§ **Your goal**: Reproduce the data below verbatim, keeping every line and character unchanged.

§ **Raw data**:

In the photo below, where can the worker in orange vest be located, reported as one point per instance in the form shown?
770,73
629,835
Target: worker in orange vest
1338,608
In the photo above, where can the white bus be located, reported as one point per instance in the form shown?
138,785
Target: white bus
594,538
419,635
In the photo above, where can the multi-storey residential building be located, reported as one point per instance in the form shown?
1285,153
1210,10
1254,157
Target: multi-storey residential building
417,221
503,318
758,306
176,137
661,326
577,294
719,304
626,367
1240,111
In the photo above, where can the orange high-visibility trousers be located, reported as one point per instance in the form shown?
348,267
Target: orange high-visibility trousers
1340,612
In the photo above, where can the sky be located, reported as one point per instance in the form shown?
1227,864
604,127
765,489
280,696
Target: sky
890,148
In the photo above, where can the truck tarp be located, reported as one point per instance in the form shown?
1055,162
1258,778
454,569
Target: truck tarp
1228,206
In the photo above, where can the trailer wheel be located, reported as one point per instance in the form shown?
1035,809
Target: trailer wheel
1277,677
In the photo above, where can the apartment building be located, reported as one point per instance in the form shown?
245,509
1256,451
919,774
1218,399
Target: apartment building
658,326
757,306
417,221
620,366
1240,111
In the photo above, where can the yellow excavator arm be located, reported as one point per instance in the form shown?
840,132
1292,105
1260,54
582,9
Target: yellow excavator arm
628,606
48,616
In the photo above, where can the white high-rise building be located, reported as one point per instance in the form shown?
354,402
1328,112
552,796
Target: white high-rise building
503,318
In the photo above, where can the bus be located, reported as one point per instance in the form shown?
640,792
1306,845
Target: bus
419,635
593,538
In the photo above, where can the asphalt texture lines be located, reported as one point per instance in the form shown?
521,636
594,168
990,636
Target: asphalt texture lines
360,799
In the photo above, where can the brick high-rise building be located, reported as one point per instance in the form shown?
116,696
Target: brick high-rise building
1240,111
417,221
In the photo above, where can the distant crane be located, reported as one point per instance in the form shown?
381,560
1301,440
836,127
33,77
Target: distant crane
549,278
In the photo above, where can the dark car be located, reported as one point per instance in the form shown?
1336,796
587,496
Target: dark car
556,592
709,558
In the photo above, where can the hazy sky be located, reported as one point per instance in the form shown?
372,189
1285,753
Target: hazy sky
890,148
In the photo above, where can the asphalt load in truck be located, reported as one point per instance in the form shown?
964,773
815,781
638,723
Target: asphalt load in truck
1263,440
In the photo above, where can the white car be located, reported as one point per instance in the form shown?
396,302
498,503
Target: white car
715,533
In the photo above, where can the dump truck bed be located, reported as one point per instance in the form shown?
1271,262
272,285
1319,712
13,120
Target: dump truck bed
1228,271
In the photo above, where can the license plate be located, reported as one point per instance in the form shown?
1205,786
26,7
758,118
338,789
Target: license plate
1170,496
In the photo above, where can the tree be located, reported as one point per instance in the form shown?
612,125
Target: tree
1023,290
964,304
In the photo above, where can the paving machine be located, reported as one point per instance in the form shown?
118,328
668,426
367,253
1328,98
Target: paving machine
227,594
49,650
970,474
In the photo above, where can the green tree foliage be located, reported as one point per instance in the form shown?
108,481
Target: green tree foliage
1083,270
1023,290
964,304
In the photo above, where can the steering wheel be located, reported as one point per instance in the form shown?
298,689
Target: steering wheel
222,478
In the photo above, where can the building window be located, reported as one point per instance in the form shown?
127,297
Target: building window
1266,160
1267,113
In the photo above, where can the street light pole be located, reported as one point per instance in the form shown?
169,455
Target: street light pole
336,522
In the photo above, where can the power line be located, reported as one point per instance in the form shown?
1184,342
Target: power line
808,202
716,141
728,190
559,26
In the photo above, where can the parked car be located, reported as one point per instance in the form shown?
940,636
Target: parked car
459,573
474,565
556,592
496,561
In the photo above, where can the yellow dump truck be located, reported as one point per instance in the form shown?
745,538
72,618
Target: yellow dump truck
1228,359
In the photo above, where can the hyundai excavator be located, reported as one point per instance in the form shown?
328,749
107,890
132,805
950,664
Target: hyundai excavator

§ **Task answer**:
In the photo below, where can the worker in orange vest be located, reported as one point per instance in the form shown?
770,73
629,835
Target: worker in orange vest
1338,608
In the photo above, where can the white bus be located, reported as one point per instance in the form shown?
138,785
Target: white bus
594,538
419,635
In the photo above, where can the multi-storey residential building be located, reported as one point per instance in the form shown?
1285,153
1210,10
1254,157
Target: multi-storey residential building
417,221
503,318
758,306
176,137
661,326
577,294
719,304
626,367
1240,111
In the photo above, where can the orange high-visibility trousers be located, reported as one point per instance in the form shown?
348,267
Target: orange high-visibility trousers
1340,612
In the photo above, where can the sky be located, reported as one point per instance in the form shown?
1227,864
604,127
765,489
280,696
Target: sky
890,148
In the photo above, where can the truck tarp be located, reported as one point per instance in the form shown?
1055,162
1258,778
454,569
Target: truck tarp
1228,206
In the photo above, where can the trailer wheel be located, reported as one point per instance in the form shown?
1035,809
Target: trailer wheel
1277,677
In the photo above, where can the apartment building be located, reported as one point per instance in the form shown?
245,509
1256,451
919,774
1218,399
Target: apartment building
658,326
757,306
417,221
620,366
1240,111
In the photo above, where can the yellow excavator arm be located, reported as one point per instance in the form shown?
840,132
1292,105
1260,54
582,9
Target: yellow excavator arm
628,606
48,616
In the photo above, where can the white high-rise building be located, reported as one point per instance in the form shown?
354,402
1328,112
552,796
Target: white high-rise building
503,318
In the photo above, where can the bus be located, reported as one point per instance in the form shown?
640,792
1306,845
Target: bus
419,635
593,538
In the photo above, where can the asphalt texture lines be located, reported as one point per instance in the form shown?
521,636
594,168
990,636
Target: asphalt texture lines
360,799
In the photo above, where can the brick high-rise building be located, reported as one point per instance in the form shown?
116,696
Target: brick high-rise building
1240,111
417,221
In the photo above, where can the distant crane be located, reported as one point per instance in the form shown?
381,560
1301,440
836,127
33,77
Target: distant crane
549,278
In the photo above, where can the dark car be located, reported as one point per instance in the form shown?
1336,796
587,496
Target: dark car
556,592
709,558
In the photo above, where can the hazy sky be located, reported as one point per instance in the form shown?
372,189
1285,753
Target: hazy sky
890,148
In the photo above, where can the asphalt load in truck be located, reported as one point per instance in the form shown?
964,773
815,781
638,723
Target: asphalt load in truck
1263,440
In the photo above, where can the white car be located, reported as one point per instance in the form shown?
396,302
498,503
Target: white car
715,533
In the photo above, where can the dump truck bed be located, reported as one point per instance in the form shown?
1271,262
272,285
1319,712
13,120
Target: dump truck bed
1228,271
In the photo above, where can the license plate be located, reported as one point per instance in the form shown?
1205,786
26,7
758,118
338,789
Target: license plate
1170,496
In the photo above, where can the tree be located, reported as one point per instance in the form shown?
612,125
Target: tree
1023,290
964,304
In the photo above, where can the paving machine be located, reported as one point per instance in the form shown?
118,328
668,426
367,253
1328,98
Target: paving machine
227,594
49,650
970,474
In the photo above, where can the green tree foliage be located, reported as one point per instance in the form shown?
108,481
Target: green tree foliage
1083,270
1023,290
964,304
In the photo above, where can the steering wheel be located, reported as one point per instance in the form shown?
298,689
Target: steering wheel
222,478
In the photo above, where can the building window be located, reported as one point per instance in the form shown?
127,297
Target: building window
1266,160
1267,113
In the photo above, where can the street light pole be located, reported as one point per instance in the form shown?
169,455
Target: street light pole
336,522
In the photo above, where can the power line be located, reported as one point per instance in the form shown?
1184,342
Target: power line
808,202
716,141
728,190
559,26
In the photo above, where can the parked car be located, reported as one point per instance in the form shown?
940,636
Target: parked car
459,573
474,565
556,592
496,561
In the photo above, where can the yellow dump truck be located, reported as one point per instance in the form shown?
745,538
72,618
Target: yellow dump truck
1228,359
In the photo above, where can the hyundai excavator be located, reported as one point per instance in the form shown?
328,749
107,890
132,805
950,664
Target: hyundai excavator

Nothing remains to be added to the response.